Task details: Set out every line of the records below as a numbered list, leaving out any blank lines.

Data records
════════════════
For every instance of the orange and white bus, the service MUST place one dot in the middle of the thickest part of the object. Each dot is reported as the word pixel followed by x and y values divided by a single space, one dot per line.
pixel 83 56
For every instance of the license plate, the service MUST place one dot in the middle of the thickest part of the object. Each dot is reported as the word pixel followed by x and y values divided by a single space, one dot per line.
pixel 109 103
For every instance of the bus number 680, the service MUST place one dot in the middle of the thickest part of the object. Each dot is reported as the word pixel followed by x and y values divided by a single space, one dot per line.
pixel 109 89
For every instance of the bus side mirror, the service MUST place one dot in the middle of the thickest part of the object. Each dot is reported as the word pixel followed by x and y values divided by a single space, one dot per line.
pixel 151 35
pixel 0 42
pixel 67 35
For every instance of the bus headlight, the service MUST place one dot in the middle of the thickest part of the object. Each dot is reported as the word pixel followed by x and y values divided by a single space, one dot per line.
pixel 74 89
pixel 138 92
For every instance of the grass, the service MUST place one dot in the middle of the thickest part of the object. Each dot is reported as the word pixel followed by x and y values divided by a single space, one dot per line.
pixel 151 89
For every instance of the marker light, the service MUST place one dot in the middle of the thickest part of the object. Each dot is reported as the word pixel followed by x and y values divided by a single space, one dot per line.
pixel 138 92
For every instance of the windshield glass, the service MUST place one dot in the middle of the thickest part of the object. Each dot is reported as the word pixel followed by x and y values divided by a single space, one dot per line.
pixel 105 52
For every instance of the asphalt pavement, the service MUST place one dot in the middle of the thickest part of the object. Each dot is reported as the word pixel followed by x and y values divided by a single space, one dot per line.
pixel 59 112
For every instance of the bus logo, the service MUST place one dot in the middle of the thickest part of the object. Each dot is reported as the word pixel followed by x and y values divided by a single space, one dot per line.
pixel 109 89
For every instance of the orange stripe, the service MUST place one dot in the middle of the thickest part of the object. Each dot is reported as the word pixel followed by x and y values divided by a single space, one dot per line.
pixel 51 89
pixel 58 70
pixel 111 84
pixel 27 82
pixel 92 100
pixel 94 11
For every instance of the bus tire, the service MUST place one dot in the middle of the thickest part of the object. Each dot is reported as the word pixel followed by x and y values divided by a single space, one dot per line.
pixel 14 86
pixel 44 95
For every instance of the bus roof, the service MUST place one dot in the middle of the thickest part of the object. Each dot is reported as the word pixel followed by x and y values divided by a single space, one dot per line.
════════════════
Exercise solution:
1. For every instance of the orange and white bus, the service MUST place one dot in the middle of the thickest part of the object. Each dot is reported as the word pixel followed by x and y values divided by a single space, one dot per line.
2. pixel 83 56
3. For every instance of the license plate, the service MUST place one dot in the middle of the thickest part of the object. Each dot is reported as the word pixel followed by x and y values divided by a single space, one dot per line.
4. pixel 109 103
5. For every instance of the bus number 680, the service MUST place one dot in the middle of the thickest part of the object. Each dot is reported as the word pixel followed by x and y values divided by a single space, one dot per line.
6. pixel 109 89
7. For every instance of the bus side mirror, the service MUST place one dot in the middle of the thickest part of the object. Each dot is reported as the word pixel followed by x and y values divided by a single space, one dot per line.
8. pixel 151 35
9. pixel 0 42
10. pixel 67 35
11. For every instance of the bus headlight, the service MUST place one dot in the middle of the thickest part of the object. Each dot is reported as the word pixel followed by x and y values divided by a single space, one dot per line.
12. pixel 74 89
13. pixel 138 92
14. For every instance of the grass, the service MUST place one dot in the middle of the thickest part of the object. Each dot is reported as the word pixel followed by x and y values divided by a single space, one dot per line.
15. pixel 151 89
16. For every instance of the marker light, the service MUST place one dot in the middle of the thickest part of the object. Each dot is reported as the word pixel followed by x and y values divided by a single space, one dot per line.
17. pixel 138 92
18. For every instance of the windshield glass, the service MUST place one dot in the middle of the thickest part of the object. Each dot is reported as the word pixel followed by x and y values divided by a single space, one dot per line.
19. pixel 105 52
20. For every instance of the asphalt pavement, the service MUST place one dot in the middle of the thickest part of the object. Each dot is reported as the word pixel followed by x and y values divided by a single space, one dot per line.
21. pixel 59 112
22. For every instance of the bus logo, the service MUST place one dot in the middle of the thickest part of the object. Each dot is reported as the word pixel followed by x and y values divided by a single space, one dot per line.
23. pixel 109 89
24. For every instance of the orange stripe, the service MUST place one dot in the middle of the thickest part of the object. Each dot is reported as the word pixel followed by x and y values divided by a single space, one dot per line.
25. pixel 51 89
26. pixel 58 70
27. pixel 111 84
28. pixel 27 82
29. pixel 92 100
30. pixel 94 11
31. For every instance of the bus tire, the service MUST place one dot in the middle of the thickest part of the object. Each dot is reported as the word pixel followed by x and y values divided by a single space, one dot per line.
32. pixel 14 86
33. pixel 44 95
34. For every instance of the bus roof, the service MUST place one dot in the middle of the thickest part of the object. Each dot is reported as the word pixel followed by x and y values divided by a single space, one dot per line.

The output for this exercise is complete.